### To do
All of the data below is to be printed again exactly.

### Exercise data

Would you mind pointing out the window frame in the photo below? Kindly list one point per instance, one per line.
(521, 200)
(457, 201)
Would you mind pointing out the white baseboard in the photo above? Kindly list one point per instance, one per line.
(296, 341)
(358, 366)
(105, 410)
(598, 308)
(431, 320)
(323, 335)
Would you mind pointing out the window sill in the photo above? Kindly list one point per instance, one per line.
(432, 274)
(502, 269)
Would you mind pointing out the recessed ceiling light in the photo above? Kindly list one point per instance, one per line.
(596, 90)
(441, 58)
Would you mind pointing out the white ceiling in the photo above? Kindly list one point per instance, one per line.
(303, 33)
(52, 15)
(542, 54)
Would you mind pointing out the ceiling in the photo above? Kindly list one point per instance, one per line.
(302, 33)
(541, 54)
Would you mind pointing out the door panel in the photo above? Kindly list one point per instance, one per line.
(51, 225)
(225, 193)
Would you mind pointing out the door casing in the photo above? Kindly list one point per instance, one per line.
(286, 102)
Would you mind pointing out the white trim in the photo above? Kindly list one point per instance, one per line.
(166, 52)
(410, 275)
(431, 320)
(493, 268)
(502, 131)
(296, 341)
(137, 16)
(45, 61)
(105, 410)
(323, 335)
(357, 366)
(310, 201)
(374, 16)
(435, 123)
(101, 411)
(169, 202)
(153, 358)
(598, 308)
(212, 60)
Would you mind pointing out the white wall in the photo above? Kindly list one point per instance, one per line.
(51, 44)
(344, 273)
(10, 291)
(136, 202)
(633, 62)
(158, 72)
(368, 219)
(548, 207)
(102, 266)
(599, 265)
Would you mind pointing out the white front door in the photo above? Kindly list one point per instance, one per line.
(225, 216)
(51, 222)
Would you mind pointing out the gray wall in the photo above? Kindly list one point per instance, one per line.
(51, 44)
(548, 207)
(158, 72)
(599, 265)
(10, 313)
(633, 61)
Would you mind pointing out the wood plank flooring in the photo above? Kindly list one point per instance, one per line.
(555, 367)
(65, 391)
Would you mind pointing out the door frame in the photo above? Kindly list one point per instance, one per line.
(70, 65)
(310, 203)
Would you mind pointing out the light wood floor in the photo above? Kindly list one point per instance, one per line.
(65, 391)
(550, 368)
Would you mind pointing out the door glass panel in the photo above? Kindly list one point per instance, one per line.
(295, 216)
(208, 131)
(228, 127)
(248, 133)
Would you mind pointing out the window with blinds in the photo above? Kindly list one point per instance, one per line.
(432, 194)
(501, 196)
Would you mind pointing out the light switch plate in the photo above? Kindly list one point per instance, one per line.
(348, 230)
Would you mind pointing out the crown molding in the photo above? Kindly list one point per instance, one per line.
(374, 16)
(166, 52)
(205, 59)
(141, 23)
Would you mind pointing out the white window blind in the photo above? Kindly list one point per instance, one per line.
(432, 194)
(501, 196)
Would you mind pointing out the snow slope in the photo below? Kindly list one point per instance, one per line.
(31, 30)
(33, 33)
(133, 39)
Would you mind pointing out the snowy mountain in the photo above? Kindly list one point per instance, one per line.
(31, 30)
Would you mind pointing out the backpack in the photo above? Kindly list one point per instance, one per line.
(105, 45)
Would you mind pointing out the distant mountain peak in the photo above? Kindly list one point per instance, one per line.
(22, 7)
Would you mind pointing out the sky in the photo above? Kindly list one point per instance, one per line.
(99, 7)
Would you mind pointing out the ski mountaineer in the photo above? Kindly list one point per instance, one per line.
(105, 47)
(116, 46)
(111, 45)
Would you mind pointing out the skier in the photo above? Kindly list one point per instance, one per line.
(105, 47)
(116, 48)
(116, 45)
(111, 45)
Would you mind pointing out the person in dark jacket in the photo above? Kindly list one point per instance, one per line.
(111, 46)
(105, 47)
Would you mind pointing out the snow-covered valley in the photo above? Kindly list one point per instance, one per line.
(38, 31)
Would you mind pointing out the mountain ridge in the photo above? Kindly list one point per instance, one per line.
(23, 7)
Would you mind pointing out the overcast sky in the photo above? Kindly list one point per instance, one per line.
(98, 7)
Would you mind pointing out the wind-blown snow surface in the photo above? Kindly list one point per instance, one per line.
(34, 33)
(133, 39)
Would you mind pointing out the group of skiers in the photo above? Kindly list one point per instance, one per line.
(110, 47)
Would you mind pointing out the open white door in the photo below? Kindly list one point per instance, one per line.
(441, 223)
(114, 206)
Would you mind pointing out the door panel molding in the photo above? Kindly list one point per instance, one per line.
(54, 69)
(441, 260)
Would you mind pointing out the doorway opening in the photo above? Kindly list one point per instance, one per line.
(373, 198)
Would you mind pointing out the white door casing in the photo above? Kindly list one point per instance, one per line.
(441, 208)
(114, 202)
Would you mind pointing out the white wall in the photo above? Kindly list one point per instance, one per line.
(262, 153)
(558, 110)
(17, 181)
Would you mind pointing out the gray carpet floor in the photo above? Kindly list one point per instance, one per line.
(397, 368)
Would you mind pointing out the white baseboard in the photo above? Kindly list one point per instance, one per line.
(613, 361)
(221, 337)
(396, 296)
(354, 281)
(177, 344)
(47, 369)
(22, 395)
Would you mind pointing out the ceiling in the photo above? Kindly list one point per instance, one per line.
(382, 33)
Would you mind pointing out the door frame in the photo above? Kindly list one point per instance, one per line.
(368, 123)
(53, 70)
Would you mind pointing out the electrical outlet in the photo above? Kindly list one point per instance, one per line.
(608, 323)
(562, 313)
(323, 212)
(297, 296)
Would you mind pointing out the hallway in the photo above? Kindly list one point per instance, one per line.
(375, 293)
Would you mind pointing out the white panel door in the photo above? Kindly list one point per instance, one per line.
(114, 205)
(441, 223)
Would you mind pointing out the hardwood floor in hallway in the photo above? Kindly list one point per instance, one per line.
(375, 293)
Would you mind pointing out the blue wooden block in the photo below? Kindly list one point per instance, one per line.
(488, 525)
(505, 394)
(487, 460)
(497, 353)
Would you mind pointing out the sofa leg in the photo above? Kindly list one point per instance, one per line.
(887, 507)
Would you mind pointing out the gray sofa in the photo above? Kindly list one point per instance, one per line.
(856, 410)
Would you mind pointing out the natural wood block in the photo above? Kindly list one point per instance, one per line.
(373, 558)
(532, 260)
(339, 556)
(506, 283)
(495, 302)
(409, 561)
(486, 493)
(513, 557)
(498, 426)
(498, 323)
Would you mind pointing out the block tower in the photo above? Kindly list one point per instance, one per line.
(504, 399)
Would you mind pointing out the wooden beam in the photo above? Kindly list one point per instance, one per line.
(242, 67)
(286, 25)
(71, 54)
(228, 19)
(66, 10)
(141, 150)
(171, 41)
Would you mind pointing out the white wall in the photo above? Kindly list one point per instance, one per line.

### Task response
Would you mind pointing out the window frame in the photo below? Kindly list one point per instance, one per line.
(521, 200)
(457, 201)
Would you mind pointing out the white baseboard in the photo above? Kindly list one point per instance, one per line.
(296, 341)
(358, 366)
(105, 410)
(598, 308)
(431, 320)
(323, 335)
Would you mind pointing out the window sill in the photo above? Kindly list one point per instance, one per line.
(432, 274)
(502, 269)
Would you mind pointing out the recessed ceiling light in the photo above? Kindly list one point per instance, one per line.
(596, 90)
(441, 58)
Would you mind pointing out the white ceiling in the photo above? Kindly list one point per instance, one per line.
(303, 33)
(52, 15)
(542, 54)
Would you mind pointing out the ceiling in the photo above? Kindly list one point per instance, one per line.
(302, 33)
(541, 54)
Would you mind pointing out the door panel in the photo above? Kindly list one point per instance, one per line.
(51, 225)
(225, 193)
Would you mind pointing out the door casing in the photo above? Kindly list one point per instance, one per line.
(286, 102)
Would you mind pointing out the white trim in the photo above? Kindly list one point per instance, one per line.
(166, 52)
(410, 275)
(431, 320)
(493, 268)
(502, 131)
(296, 341)
(137, 16)
(45, 61)
(105, 410)
(323, 335)
(357, 366)
(310, 201)
(374, 16)
(435, 123)
(101, 411)
(169, 202)
(153, 358)
(598, 308)
(212, 60)
Would you mind pointing out the white wall in the photo above? Kindly list one point per instance, one per line.
(51, 44)
(344, 273)
(10, 291)
(136, 202)
(633, 62)
(158, 72)
(368, 219)
(548, 207)
(102, 266)
(599, 265)
Would you mind pointing out the white front door in the photo above? Kindly list one point per instance, one per line.
(225, 216)
(51, 222)
Would you mind pointing out the gray wall in the photo above? Kindly list one point per instance, one per line.
(51, 44)
(548, 207)
(158, 72)
(599, 265)
(10, 313)
(633, 61)
Would you mind pointing out the wood plank flooring in the photo above? Kindly list one point per instance, one per line.
(555, 367)
(65, 391)
Would you mind pointing out the door frame in the photo above? Kindly list one point per instance, one per line.
(70, 65)
(310, 203)
Would you mind pointing out the light wood floor in the photo above? Kindly list one point per instance, one per line.
(65, 391)
(550, 368)
Would you mind pointing out the door glass panel in the photo above? Kindly list one point per instance, one per line.
(295, 216)
(208, 131)
(228, 127)
(248, 133)
Would you mind pointing out the window with blinds in the photo above? Kindly list one point per instance, one per line.
(432, 194)
(501, 196)
Would you mind pointing out the light switch plate in the photo above? Kindly list one point per instance, one per line.
(348, 230)
Would you mind pointing out the crown molding in the photo above? Kindly list one point per instance, one per line.
(374, 16)
(166, 52)
(205, 59)
(141, 23)
Would you mind pointing out the white window blind in the photo above? Kindly list one point per instance, one per line.
(432, 194)
(501, 196)
Would you mind pointing out the snow slope in the photo below? Kindly list one point per instance, one per line.
(31, 30)
(33, 33)
(133, 39)
Would you mind pointing out the snowy mountain in the photo above? Kindly list one point per instance, one per line.
(31, 30)
Would you mind pointing out the backpack in the photo above? Kindly list one point per instance, one per line.
(105, 45)
Would you mind pointing out the distant mountain peak in the photo above? Kindly list one point per instance, one per line.
(22, 7)
Would you mind pointing out the sky in the photo above? Kindly list one point per instance, one per line.
(99, 7)
Would you mind pointing out the ski mountaineer in the photo above? Kindly list one point per instance, one per line.
(105, 47)
(116, 46)
(111, 45)
Would you mind pointing out the skier in the photo above? Kindly list one point per instance, one per line.
(105, 47)
(116, 48)
(116, 45)
(111, 45)
Would you mind pointing out the person in dark jacket in the photo above? Kindly list one point per instance, one per line.
(111, 46)
(105, 47)
Would you mind pointing out the snow-covered valley in the photo above? Kindly list one point per instance, one per line.
(38, 31)
Would you mind pointing out the mountain ridge in the photo above? Kindly list one point per instance, one per line.
(23, 7)
Would you mind pointing out the overcast sky in the photo above? Kindly list one point per instance, one per line.
(98, 7)
Would you mind pointing out the wind-blown snow surface in the photo above? Kindly list one point per instance, one per line.
(34, 33)
(133, 39)
Would you mind pointing out the group of skiers in the photo above? Kindly list one point per instance, one per line.
(110, 47)
Would you mind pointing out the open white door in the photo below? Kindly list one point per instance, one per line.
(441, 223)
(114, 206)
Would you mind pointing out the door panel molding in the photo above? Kindly list one point per instance, one per line.
(54, 69)
(441, 260)
Would you mind pointing out the doorway opening in the photo above? Kindly list one point per instance, one per line.
(373, 198)
Would you mind pointing out the white door casing in the photo above? Kindly list one point per instance, one per line.
(441, 208)
(114, 202)
Would you mind pointing out the white wall in the photo above? Kindly list one point per instance, one per line.
(262, 153)
(558, 110)
(17, 181)
Would you mind pointing out the gray carpet floor in the photo above? Kindly list one point per instance, one per line.
(397, 368)
Would you mind pointing out the white baseboard in the photo above? Kindly list one point per instance, one per line.
(613, 361)
(221, 337)
(396, 296)
(354, 281)
(177, 344)
(47, 369)
(22, 395)
Would you mind pointing out the ceiling in the photo above? Kindly list one point per instance, one per line.
(382, 33)
Would you mind pointing out the door frame in the photo above? Kindly list one point per instance, one per line.
(368, 123)
(53, 70)
Would you mind pointing out the electrical outlet in the photo above? Kindly list one point per instance, one per line.
(608, 323)
(562, 313)
(323, 212)
(297, 296)
Would you mind pointing out the hallway in the photo above? Kindly list one point per instance, one per line.
(375, 293)
Would you mind pointing out the white panel door in the photo above? Kindly list one point per instance, one per line.
(114, 205)
(441, 223)
Would you mind pointing out the hardwood floor in hallway in the photo above? Kindly list one point per instance, one per line.
(375, 293)
Would you mind pointing out the blue wooden block in the photo below? Kindly list one point per instance, one per line.
(488, 525)
(505, 394)
(487, 460)
(497, 353)
Would you mind pointing out the sofa leg in the photo above? Kindly list one point per instance, one per line.
(887, 507)
Would you mind pointing out the gray sofa in the photo above? Kindly list one point per instance, one per line.
(856, 410)
Would you mind pointing out the natural wood block in the photo above? Kindly list one point per instance, one per line.
(373, 558)
(532, 260)
(339, 556)
(506, 283)
(495, 302)
(409, 561)
(486, 493)
(513, 557)
(498, 426)
(498, 323)
Would you mind pointing out the block tower in the photo above? Kindly list one point per instance, one per line.
(504, 399)
Would you mind pointing out the wooden beam in the photo above? Kindly list one point per instance, one per line.
(242, 67)
(286, 25)
(71, 54)
(228, 19)
(66, 10)
(141, 150)
(171, 41)
Would you mind pointing out the white wall in the photo above? Kindly list one point per instance, one per line.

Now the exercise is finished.